• SET TASK:
Can you rewrite the lines starting at the one that contains "Do you see the white bed" and ending at the one that contains "171,257 -> 458,389" as a JSON list of strings, one string per line, leaving out any blank lines?

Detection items
--------------------------------

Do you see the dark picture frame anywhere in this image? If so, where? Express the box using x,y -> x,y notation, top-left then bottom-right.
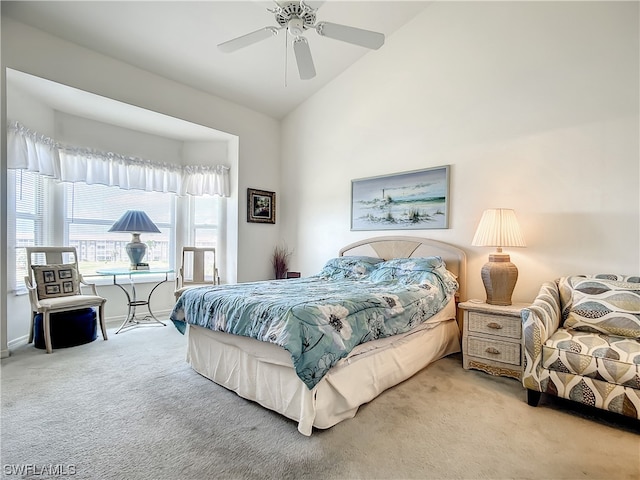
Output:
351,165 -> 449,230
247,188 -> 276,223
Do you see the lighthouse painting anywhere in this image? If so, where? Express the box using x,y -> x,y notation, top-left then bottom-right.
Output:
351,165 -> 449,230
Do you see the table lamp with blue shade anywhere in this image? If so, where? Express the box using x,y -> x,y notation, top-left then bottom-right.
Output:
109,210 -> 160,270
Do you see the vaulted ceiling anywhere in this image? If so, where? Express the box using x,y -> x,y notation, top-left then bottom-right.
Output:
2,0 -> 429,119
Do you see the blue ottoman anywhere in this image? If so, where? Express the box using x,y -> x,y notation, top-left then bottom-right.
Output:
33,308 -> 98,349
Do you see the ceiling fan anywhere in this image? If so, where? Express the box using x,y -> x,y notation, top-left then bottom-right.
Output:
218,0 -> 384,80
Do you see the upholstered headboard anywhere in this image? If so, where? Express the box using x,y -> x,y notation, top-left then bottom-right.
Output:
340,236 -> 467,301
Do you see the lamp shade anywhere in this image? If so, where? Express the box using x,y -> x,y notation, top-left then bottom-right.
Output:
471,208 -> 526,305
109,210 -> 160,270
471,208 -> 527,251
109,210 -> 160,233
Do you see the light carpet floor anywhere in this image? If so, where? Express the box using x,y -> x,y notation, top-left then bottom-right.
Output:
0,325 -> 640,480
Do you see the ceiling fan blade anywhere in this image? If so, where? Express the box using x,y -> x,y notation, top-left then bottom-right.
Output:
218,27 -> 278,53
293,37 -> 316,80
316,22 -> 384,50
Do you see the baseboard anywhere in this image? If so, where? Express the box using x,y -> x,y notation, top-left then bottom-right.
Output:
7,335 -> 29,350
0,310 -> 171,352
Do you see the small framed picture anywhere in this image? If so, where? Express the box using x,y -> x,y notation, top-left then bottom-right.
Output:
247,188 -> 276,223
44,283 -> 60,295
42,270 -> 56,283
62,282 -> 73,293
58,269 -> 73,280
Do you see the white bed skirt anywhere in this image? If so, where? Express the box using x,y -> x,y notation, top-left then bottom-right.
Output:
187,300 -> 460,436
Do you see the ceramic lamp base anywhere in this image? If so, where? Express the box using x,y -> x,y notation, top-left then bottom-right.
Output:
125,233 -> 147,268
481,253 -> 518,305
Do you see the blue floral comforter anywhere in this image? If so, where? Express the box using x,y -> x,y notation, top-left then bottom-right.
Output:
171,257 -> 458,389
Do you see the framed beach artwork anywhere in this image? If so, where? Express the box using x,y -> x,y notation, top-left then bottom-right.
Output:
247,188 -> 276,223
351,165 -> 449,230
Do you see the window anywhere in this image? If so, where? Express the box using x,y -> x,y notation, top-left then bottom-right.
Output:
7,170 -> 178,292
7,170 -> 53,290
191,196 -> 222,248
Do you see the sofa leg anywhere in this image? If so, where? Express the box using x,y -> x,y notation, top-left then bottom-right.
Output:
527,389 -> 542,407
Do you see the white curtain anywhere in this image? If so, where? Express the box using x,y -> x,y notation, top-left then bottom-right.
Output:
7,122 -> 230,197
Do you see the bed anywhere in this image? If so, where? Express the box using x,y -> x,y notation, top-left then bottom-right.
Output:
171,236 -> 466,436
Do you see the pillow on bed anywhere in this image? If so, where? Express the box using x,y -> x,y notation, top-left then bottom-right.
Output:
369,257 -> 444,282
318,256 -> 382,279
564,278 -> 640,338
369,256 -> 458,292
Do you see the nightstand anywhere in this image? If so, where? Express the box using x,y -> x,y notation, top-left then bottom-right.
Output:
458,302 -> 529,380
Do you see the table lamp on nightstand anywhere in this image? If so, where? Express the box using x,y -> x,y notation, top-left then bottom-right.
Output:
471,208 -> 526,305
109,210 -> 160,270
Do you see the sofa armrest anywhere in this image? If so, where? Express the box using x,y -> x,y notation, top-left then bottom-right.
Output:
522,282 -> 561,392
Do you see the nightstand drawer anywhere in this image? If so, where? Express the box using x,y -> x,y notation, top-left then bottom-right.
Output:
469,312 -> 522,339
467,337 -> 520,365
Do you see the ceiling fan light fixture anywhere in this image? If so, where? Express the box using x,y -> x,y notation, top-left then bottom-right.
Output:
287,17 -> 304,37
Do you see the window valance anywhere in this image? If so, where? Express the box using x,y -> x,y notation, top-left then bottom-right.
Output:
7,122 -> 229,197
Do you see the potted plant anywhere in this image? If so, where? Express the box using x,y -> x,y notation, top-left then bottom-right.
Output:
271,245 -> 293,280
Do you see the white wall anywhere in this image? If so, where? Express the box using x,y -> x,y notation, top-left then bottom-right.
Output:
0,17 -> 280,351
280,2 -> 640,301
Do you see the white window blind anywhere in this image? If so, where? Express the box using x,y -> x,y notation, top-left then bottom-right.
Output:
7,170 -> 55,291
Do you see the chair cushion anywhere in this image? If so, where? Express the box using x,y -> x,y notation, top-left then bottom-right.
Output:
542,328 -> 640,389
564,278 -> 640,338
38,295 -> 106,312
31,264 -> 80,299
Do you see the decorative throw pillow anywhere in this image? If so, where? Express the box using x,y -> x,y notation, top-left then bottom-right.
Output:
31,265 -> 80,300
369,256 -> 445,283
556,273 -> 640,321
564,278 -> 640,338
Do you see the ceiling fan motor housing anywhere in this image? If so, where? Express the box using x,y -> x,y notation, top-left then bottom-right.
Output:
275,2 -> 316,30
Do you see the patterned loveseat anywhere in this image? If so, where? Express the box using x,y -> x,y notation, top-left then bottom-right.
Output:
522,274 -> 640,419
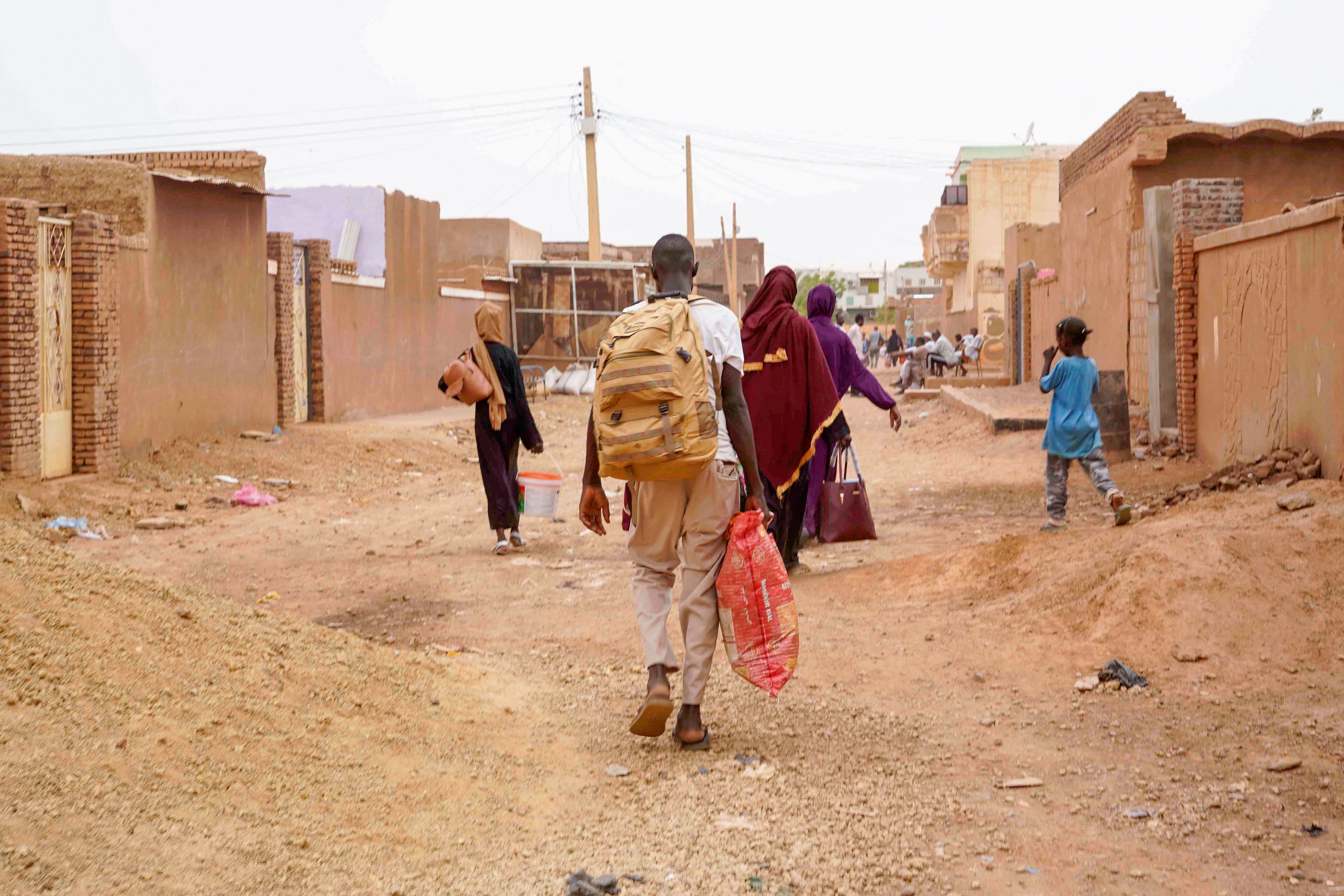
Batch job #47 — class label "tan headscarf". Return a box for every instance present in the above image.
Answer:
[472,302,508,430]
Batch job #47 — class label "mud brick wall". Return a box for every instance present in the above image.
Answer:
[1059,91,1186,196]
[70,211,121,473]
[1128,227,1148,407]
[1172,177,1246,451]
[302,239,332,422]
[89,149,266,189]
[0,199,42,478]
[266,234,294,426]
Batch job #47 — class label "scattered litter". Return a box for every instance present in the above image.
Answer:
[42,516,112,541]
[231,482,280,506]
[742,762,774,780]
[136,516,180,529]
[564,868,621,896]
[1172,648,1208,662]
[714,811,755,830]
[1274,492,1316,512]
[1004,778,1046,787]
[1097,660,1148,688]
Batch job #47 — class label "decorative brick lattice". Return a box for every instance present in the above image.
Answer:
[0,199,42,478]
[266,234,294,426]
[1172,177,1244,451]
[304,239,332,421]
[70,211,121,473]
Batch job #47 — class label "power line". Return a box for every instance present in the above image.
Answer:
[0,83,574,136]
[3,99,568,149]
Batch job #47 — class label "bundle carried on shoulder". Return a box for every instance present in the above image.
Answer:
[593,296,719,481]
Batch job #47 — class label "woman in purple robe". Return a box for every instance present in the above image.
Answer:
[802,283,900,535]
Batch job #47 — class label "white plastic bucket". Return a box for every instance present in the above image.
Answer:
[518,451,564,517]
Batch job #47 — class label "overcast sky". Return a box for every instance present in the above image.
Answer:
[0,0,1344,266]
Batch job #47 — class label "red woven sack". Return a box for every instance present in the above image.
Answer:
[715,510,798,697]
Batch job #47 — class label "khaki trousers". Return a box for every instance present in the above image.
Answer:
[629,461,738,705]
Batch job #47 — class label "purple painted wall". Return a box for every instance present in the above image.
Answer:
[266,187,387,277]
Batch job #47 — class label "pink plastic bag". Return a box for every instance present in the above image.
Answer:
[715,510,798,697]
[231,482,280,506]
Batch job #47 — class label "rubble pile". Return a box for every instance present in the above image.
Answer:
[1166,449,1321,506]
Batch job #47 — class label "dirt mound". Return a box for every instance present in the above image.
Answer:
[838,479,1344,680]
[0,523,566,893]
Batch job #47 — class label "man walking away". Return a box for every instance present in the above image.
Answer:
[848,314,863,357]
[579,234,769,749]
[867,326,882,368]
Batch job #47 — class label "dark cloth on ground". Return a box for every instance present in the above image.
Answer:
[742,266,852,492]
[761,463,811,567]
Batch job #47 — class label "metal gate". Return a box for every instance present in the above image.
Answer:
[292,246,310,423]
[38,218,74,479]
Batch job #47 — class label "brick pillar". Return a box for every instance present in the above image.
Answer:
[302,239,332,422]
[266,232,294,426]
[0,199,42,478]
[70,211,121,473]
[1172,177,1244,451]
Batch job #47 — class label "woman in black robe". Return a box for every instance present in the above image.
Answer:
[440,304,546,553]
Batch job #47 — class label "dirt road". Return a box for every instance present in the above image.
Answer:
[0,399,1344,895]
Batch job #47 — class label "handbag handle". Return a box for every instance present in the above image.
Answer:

--------------------------------

• ANSWER TO THIS PROBLEM:
[
  "Do you see the white bed skirt anywhere in this image? If so, where? Express the box using x,y -> x,y notation, top-left then bottom-right.",
  "Output:",
  "187,300 -> 460,436",
  "Do you see the ceramic lamp base anywhere in this image? If so, where? Express the box using x,y -> x,y notation, top-left then bottom-right.",
  "Output:",
  "125,233 -> 147,268",
  "481,253 -> 518,305",
  "Do you see the blue floral comforter anywhere in this image? If so, where? Express the box using x,y -> x,y notation, top-left then bottom-right.",
  "Output:",
  "171,257 -> 458,389"
]